Data excerpts section start

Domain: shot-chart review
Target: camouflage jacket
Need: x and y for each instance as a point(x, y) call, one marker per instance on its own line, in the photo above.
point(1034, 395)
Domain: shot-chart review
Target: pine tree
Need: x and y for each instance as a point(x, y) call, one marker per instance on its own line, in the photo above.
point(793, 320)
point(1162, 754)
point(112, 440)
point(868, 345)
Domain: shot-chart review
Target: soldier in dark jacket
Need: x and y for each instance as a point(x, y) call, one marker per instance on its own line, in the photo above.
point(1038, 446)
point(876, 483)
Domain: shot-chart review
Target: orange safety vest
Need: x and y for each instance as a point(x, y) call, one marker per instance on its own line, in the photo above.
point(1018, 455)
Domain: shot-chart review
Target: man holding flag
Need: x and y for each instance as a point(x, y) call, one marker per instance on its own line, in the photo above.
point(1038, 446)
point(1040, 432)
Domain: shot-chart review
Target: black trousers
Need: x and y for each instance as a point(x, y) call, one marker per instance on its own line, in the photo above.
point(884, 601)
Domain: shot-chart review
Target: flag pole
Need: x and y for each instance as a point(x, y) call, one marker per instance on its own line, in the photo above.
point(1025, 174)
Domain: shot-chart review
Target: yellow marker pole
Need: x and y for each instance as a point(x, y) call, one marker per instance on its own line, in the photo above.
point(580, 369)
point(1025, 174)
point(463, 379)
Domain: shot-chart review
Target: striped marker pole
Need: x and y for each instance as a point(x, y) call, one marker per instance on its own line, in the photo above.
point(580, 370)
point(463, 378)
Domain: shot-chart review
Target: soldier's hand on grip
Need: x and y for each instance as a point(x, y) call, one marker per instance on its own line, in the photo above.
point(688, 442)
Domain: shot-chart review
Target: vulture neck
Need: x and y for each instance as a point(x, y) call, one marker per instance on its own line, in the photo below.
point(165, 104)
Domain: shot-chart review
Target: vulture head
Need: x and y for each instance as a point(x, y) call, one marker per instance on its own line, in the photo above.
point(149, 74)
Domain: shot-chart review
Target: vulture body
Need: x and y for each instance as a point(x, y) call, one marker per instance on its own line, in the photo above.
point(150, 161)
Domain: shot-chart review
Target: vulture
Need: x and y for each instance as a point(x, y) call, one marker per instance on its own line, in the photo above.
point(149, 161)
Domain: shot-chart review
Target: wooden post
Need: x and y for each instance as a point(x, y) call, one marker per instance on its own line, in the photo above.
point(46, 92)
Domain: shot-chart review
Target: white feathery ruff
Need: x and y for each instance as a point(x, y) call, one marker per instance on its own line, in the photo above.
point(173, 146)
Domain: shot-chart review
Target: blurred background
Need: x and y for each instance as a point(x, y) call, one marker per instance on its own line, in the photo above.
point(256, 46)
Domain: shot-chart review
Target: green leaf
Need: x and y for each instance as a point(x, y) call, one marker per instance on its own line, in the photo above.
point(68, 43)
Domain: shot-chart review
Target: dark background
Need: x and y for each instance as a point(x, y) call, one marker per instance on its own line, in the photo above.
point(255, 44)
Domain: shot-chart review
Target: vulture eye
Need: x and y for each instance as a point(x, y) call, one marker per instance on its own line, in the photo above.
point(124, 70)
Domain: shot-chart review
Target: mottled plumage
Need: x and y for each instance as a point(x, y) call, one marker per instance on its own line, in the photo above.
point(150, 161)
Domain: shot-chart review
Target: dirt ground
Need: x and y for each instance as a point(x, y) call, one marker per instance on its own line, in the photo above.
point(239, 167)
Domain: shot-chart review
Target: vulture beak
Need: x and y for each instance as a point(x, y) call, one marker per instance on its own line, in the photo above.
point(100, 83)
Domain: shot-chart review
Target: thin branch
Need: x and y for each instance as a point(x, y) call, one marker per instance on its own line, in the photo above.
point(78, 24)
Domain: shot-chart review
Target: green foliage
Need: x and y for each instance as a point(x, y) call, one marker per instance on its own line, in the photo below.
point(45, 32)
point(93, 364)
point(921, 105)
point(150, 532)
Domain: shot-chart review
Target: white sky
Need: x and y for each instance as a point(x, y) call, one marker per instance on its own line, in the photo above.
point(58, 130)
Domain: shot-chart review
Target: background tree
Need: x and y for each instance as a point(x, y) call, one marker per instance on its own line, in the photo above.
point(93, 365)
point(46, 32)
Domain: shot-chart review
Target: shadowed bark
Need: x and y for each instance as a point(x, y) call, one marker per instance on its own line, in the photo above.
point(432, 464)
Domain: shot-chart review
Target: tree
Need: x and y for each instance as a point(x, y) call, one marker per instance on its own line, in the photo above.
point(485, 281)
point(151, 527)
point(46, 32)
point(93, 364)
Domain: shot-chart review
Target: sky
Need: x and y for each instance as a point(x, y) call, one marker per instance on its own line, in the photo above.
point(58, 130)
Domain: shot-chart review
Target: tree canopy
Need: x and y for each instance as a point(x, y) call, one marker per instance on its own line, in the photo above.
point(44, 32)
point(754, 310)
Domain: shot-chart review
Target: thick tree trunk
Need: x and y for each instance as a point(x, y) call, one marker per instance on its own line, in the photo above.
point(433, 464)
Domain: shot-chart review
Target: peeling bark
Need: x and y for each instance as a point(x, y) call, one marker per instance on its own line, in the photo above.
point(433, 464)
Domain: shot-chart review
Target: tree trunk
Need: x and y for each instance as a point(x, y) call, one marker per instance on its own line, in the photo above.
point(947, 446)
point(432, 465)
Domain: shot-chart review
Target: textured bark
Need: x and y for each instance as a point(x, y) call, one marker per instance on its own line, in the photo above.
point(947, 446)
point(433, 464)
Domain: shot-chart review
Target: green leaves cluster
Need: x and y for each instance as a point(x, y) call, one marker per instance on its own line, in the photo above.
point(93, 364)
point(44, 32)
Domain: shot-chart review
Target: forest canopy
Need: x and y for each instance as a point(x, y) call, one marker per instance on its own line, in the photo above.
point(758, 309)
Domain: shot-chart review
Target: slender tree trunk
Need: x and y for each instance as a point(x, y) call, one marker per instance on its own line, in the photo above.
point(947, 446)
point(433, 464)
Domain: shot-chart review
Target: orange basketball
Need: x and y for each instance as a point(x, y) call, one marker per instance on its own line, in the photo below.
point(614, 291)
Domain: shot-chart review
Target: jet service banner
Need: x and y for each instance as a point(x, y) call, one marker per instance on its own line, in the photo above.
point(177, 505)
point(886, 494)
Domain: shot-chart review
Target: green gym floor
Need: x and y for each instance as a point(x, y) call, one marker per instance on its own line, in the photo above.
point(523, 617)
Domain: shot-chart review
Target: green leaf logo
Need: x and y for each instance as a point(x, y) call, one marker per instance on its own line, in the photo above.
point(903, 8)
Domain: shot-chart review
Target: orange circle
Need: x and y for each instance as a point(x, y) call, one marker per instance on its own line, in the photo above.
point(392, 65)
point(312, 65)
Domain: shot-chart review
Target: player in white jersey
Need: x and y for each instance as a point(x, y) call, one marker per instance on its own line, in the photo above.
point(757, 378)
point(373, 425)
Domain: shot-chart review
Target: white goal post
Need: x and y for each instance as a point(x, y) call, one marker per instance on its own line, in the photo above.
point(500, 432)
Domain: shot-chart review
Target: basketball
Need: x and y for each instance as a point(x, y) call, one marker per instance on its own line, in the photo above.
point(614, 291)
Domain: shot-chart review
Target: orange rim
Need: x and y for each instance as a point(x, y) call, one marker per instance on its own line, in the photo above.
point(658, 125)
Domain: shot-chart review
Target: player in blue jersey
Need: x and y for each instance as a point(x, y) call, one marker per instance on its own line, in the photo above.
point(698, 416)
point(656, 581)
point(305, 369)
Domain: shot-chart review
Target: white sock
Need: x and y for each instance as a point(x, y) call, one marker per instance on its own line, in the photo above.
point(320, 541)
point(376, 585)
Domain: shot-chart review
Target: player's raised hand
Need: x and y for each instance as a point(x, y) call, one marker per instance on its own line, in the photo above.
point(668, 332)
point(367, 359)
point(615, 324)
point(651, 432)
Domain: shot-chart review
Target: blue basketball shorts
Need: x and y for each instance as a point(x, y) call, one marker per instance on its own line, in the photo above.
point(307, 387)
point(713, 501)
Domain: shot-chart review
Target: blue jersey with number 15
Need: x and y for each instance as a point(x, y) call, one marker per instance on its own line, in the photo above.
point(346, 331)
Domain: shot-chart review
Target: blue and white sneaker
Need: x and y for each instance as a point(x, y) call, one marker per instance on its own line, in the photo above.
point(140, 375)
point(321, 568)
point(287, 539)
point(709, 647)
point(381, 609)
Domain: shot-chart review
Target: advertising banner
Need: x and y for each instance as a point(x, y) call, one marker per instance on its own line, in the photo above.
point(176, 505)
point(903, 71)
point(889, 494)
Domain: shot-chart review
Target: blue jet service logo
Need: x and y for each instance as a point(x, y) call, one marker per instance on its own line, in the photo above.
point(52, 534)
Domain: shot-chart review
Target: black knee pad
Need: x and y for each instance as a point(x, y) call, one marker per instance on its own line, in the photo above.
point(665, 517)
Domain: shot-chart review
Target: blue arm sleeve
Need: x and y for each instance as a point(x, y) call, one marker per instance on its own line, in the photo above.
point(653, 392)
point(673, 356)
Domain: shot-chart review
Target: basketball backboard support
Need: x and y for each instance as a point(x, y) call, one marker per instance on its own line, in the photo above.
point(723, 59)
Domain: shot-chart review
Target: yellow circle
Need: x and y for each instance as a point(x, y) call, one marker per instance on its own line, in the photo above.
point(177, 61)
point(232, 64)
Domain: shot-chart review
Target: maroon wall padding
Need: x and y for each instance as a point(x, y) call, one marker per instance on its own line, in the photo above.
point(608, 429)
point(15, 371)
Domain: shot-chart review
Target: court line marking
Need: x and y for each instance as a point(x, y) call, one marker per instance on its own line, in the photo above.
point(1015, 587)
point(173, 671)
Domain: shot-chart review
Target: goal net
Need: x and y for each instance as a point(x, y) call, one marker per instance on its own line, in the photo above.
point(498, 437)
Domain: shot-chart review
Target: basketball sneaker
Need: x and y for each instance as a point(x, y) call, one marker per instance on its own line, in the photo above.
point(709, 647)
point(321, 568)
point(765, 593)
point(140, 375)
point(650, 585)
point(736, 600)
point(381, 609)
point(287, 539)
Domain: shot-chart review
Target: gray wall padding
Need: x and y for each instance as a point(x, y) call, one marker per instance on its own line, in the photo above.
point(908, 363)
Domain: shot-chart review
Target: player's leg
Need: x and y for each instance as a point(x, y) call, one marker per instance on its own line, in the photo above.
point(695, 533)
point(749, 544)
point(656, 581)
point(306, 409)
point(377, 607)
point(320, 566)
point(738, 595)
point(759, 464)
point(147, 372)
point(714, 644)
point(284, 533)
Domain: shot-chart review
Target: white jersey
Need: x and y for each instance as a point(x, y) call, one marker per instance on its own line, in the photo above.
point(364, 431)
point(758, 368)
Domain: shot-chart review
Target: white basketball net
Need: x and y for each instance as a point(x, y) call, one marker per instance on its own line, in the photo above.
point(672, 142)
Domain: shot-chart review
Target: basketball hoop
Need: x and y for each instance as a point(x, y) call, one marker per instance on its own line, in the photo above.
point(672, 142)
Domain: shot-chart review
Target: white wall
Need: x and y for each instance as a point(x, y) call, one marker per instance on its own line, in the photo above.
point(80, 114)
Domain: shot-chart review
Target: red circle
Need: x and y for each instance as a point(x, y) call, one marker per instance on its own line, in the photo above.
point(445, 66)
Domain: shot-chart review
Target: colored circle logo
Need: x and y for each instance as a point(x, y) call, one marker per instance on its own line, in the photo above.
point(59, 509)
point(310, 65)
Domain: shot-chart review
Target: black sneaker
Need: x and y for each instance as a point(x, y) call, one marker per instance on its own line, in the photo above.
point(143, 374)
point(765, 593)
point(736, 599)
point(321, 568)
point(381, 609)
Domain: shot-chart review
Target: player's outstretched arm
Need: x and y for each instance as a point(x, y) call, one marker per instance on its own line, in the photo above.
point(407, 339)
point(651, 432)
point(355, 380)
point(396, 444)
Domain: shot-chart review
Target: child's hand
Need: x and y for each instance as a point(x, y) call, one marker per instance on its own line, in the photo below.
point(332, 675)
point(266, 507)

Data excerpts section end

** Problem to work on **
Everything above from the line containing "Target: colored circle logo" down to the line containing "Target: player's outstretched arm" should be copied exactly, both end lines included, and nothing else.

** The answer **
Target: colored circle logo
Need: x and y for each instance as a point(x, y) call, one marker per instance on its own line, in the photo above.
point(59, 509)
point(310, 65)
Domain: shot-chart review
Target: black sneaker
Need: x and y for each instance as a point(x, y) call, one marker per instance on its own line, in the photo above.
point(143, 374)
point(765, 593)
point(736, 599)
point(321, 568)
point(381, 609)
Domain: shot-chart review
Target: player's outstretched arm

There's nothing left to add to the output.